■ Task instructions:
Quote the listing below in full and exactly as written, but omit every picture.

■ Provided material:
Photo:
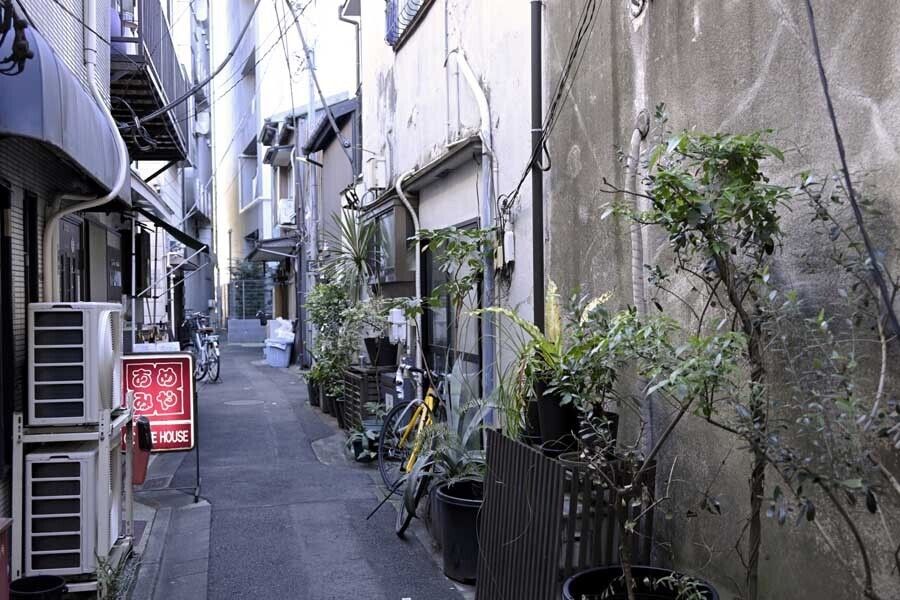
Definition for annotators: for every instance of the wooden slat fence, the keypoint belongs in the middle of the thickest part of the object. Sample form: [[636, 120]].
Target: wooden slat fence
[[542, 521]]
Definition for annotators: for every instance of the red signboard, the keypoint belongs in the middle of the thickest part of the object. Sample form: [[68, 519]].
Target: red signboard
[[163, 386]]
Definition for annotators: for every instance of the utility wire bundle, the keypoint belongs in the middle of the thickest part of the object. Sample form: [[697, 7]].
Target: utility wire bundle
[[569, 71]]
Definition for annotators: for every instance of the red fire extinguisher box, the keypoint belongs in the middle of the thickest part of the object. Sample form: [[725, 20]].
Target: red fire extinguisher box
[[142, 447]]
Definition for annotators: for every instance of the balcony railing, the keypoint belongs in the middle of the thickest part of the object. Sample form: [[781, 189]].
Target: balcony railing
[[143, 52]]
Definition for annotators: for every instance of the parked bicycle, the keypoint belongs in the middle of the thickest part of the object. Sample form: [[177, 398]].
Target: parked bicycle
[[204, 345], [401, 439]]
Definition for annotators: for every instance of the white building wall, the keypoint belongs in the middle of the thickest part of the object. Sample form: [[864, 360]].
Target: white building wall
[[64, 31]]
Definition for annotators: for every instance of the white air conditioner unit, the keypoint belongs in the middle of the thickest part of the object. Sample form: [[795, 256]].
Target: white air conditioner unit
[[286, 213], [61, 510], [73, 361], [61, 507]]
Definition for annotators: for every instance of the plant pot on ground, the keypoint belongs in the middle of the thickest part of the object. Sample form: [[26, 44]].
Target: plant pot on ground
[[312, 389], [558, 422], [339, 412], [382, 353], [650, 584], [458, 508]]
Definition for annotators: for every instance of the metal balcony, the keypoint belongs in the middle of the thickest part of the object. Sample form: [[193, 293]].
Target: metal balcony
[[145, 75]]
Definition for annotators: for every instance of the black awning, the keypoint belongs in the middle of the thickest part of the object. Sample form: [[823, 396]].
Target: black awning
[[176, 233], [274, 249], [46, 103]]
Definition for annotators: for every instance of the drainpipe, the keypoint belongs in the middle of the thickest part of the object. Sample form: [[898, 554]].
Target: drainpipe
[[537, 175], [51, 229], [416, 226], [641, 128], [488, 166]]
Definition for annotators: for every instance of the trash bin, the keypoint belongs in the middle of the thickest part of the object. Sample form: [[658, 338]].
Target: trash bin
[[40, 587], [278, 353]]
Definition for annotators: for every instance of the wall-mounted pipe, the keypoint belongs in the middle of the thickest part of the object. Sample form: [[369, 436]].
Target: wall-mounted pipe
[[488, 170], [415, 219], [638, 296], [51, 228]]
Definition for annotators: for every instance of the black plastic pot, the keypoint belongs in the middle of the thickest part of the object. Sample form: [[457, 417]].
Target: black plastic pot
[[40, 587], [559, 424], [313, 391], [339, 406], [459, 505], [595, 583], [382, 353]]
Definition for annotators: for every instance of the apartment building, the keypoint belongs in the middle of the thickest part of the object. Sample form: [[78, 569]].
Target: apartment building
[[259, 107], [97, 67]]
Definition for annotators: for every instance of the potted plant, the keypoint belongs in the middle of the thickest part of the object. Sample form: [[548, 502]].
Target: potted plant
[[684, 370], [454, 464], [559, 368]]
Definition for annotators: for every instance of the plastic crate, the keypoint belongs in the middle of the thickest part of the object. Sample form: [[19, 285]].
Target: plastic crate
[[278, 354]]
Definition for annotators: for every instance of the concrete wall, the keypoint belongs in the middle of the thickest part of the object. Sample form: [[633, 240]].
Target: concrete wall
[[727, 66], [413, 106]]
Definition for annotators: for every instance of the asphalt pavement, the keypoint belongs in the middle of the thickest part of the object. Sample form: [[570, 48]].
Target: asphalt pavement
[[283, 509]]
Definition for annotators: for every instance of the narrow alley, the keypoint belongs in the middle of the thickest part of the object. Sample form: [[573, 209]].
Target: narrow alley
[[288, 510]]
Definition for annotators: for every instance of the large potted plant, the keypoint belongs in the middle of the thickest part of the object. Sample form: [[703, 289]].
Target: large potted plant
[[685, 371], [454, 464], [559, 368]]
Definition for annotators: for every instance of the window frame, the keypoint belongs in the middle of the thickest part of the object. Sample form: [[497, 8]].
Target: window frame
[[393, 12]]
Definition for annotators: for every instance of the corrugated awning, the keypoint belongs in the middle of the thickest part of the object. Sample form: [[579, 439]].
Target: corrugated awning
[[189, 241], [46, 103]]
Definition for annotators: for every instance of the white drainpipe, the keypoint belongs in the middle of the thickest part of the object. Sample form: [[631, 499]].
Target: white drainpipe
[[418, 275], [51, 229], [488, 174]]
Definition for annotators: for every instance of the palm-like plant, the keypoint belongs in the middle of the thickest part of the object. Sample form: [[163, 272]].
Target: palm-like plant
[[349, 257]]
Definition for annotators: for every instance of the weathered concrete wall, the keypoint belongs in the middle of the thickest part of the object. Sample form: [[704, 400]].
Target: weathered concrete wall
[[414, 105], [726, 66]]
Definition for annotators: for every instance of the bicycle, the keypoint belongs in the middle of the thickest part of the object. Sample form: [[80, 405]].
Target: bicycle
[[400, 443], [204, 345]]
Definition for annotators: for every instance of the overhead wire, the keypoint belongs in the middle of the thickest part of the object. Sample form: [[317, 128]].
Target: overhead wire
[[568, 72]]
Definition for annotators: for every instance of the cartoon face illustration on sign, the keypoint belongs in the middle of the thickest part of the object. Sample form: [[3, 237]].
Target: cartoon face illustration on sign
[[141, 378], [166, 377], [166, 399], [143, 401]]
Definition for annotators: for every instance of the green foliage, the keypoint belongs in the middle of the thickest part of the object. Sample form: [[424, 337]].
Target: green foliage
[[349, 259], [460, 254], [711, 196], [449, 455]]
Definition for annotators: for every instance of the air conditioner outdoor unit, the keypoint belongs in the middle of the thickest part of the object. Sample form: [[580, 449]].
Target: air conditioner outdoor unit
[[61, 507], [73, 361], [61, 510]]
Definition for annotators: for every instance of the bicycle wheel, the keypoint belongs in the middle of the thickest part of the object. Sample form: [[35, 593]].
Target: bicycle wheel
[[392, 456], [199, 364], [212, 368], [404, 516]]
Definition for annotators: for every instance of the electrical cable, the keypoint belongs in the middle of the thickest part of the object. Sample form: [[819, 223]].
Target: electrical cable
[[857, 212], [199, 86], [312, 73]]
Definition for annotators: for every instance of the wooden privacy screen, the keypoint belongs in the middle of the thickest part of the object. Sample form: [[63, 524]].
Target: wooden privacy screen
[[542, 521]]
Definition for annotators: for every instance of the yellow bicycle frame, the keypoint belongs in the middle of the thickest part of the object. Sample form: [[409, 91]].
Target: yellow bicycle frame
[[420, 419]]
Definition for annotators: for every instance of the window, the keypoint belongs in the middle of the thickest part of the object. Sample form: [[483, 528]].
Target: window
[[450, 347], [246, 180], [403, 16]]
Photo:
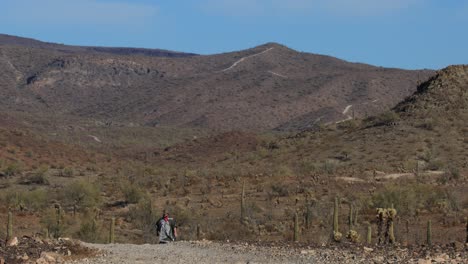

■ Completed exercise:
Photo:
Definition for annotators: for every instance of the wooden slat fence, the keypoint belongs in the middle of the thickest part of the object. Sample form: [[636, 120]].
Target: wooden slat fence
[[542, 521]]
Definition for annotators: for every instance of the red signboard, the keypoint belongs in the middle of the thickest part of the object. Sample form: [[68, 519]].
Target: red signboard
[[163, 386]]
Definition for annotators: for every instance of the utility wire bundle, the keypoint belongs in the middle of the thickest part of the object. Sample form: [[697, 7]].
Target: utility wire bundle
[[569, 71]]
Definition for annotators: for every instance of the red fire extinguisher box, the keypoint belongs in the middle of the thickest part of the object. Sample form: [[725, 20]].
Target: red fire extinguisher box
[[142, 447]]
Definition for annotators: for every instance of the balcony railing, the keypoint belongs in the middle of the thickest part of the object. Sample form: [[781, 189]].
Target: balcony railing
[[143, 52]]
Definition for annotators: for every instance of the parked bicycle, the keypoint belongs in the middle of the thickest part of the object. Sample form: [[177, 398]].
Target: parked bicycle
[[204, 345], [401, 439]]
Definition for annotators: for every instance of the white building wall, the keypoint belongs in the middle of the thickest part of the object. Sample form: [[864, 360]].
Target: white building wall
[[64, 31]]
Definition for annotators: for every instance of the white air conditioner unit, the keypoint belongs in the middle of the thickest part of the object. Sample form: [[795, 256]].
Target: white air conditioner unit
[[286, 213], [61, 510], [73, 361], [61, 507]]
Definition for annotators: for every instance of the plant pot on ground, the keypoint belongs in the middle of the thickest part of the object. Sample form: [[26, 44]].
Target: plant pot on ground
[[312, 389], [558, 422], [339, 412], [382, 353], [650, 584], [458, 508]]
Definition for annotators: for every instance of the metal balcony, the keypoint belongs in the middle of the thickest part of the object. Sample form: [[193, 293]].
Target: metal balcony
[[145, 75]]
Definition for annotators: for every instance of the black awning, the keypoint belongs in the middle of the thickest part of the object. Sample form: [[823, 396]].
Target: black awning
[[176, 233], [274, 249], [46, 103]]
Definition for annotators: for every instance of the drainpipe, the keypoint belongs in the middle of the thickest part of the object. Sample form: [[898, 554]].
Target: drainpipe
[[537, 175], [51, 229], [416, 226], [641, 128], [488, 166]]
Definition for annotators: for every instance of the trash bin, the keypoint belongs in the middle of the thickest part of the object. Sample form: [[658, 338]].
Target: trash bin
[[40, 587], [278, 353]]
Definition for annotators: for every instance of the wall-mounted pipe, the keypoint belongs in the middle of the thickest part of the object. Sample form: [[369, 436]].
Target: wall-mounted pipe
[[488, 170], [415, 219], [638, 296], [51, 228]]
Definition for annotators: for every instance of the black plastic pot, the keypoint belongs in the middle of the thickest part of the object. Sample form: [[457, 417]].
Target: black plastic pot
[[40, 587], [559, 424], [313, 391], [339, 406], [459, 505], [595, 583], [382, 353]]
Definition for annotators: for every instance of the apartment building, the keypoint belongs in the middle of the thickest part of the object. Sample form: [[78, 569]].
Target: apartment building
[[259, 107], [97, 67]]
Definition for annotators: for every instance of the potted plant, the keypoint belongs in the middle of the thickest part of the object. Sample form: [[548, 502]].
Target: potted plant
[[684, 370], [454, 464], [559, 368]]
Definition for annotators: for every instance of the plastic crate, the keypoint belongs in the middle of the thickest part of the object. Sample form: [[19, 285]].
Target: plastic crate
[[278, 354]]
Definition for annotators: for every instance of the concrete wall, the keypoint belongs in the middle of the thickest part of the object. Sample form: [[633, 240]].
Target: concrete wall
[[727, 66], [413, 106]]
Definition for annotators: for every instance of the asphalt pavement, the keypoint belongs in the middle of the thickest part of the object. Sample form: [[570, 48]].
Target: asphalt pavement
[[283, 509]]
Definition for annotators: for every instance of the narrow alley, the keypoint belongs in the middle of the thickest part of the object. Sample form: [[573, 209]].
Target: narrow alley
[[288, 510]]
Definition for annotators: for every instance of the large potted plant, the keypoint belongs in the middle of the thickest part of the object. Sample form: [[703, 289]].
Target: large potted plant
[[685, 371], [454, 464], [559, 368]]
Definition for annotators: for every instance of the window frame, the keypoint belongs in the middle of the thickest part of the object. Sample form: [[497, 8]].
Target: window frame
[[393, 12]]
Definition for annotators: for every instance of the corrugated awning, the keypoint belongs in the middle of the thickest part of the object. Sample form: [[579, 439]].
Target: corrugated awning
[[189, 241], [46, 103]]
Definition for annotators: for every instance of the white drainpipe, the keypoint belongs in the middle of the thickest part of the object. Sample form: [[631, 499]].
Target: white drainpipe
[[418, 275], [51, 229], [488, 174]]
Definition for annotators: for every instance of the palm-like plant, the keypoint belongs in the middle of the thickest part of the object. Sample form: [[163, 272]].
Target: palm-like plant
[[349, 257]]
Definition for annotators: for every instance of the weathered concrete wall, the keypoint belongs in the middle of the thickest part of the object. Sample form: [[704, 400]].
Target: weathered concrete wall
[[414, 105], [726, 66]]
Definition for annotators: for every instance of the bicycle, the keypoint belongs in the middle of the thickest part of the object. Sample form: [[80, 405]].
Target: bicycle
[[400, 443], [204, 345]]
Definition for annotators: for every instance of the overhead wire, the keypoint belongs in the middle of the thickest part of the object. Sample form: [[317, 128]].
Target: overhead wire
[[568, 72]]
Definition for annotators: for every instance of the cartoon face illustration on sign, the keypoint belongs in the middle of the thickest part of the object. Sample form: [[3, 237]].
Target: cartoon face illustration on sign
[[141, 378], [166, 377], [166, 399], [143, 401]]
Definition for annotators: for every instance of the green foliage, the keypoint belongs in the middle of the thickest part of the object. Sample form: [[424, 337]].
Target: green foliage
[[349, 259], [460, 254], [711, 196], [449, 455]]
Definition for annotators: for every instance of the air conditioner outdoor unit, the keypoint belongs in the middle of the thickest part of the object. Sample form: [[580, 449]].
Target: air conditioner outdoor unit
[[61, 507], [73, 361], [61, 510]]
Definition for annotators: for every instance of the bicycle wheel, the keypoint belongs in the middle of the thickest part of the object. Sample form: [[35, 593]].
Target: bicycle wheel
[[392, 456], [199, 364], [212, 368], [404, 516]]
Definition for annotators: for every instance of the electrical cable, the keypoint belongs in the middle of the thickest part of the object. Sample form: [[819, 223]].
Target: electrical cable
[[857, 212], [199, 86], [312, 73]]
Definition for annotators: for every instance of the wooden privacy screen, the keypoint belongs in the middle of the thickest part of the object. Sample form: [[63, 524]].
Target: wooden privacy screen
[[542, 521]]
Definition for annotators: for every instance of the yellow bicycle frame, the keypoint belongs in the middle of the thickest part of the object. Sample form: [[409, 91]].
Target: yellow bicycle frame
[[420, 419]]
Definition for annotators: for every instance of the window, the keypoint belongs in the middle of the thickest part of the object. Sample form: [[483, 528]].
Target: window
[[450, 347], [246, 180], [403, 16]]
Photo:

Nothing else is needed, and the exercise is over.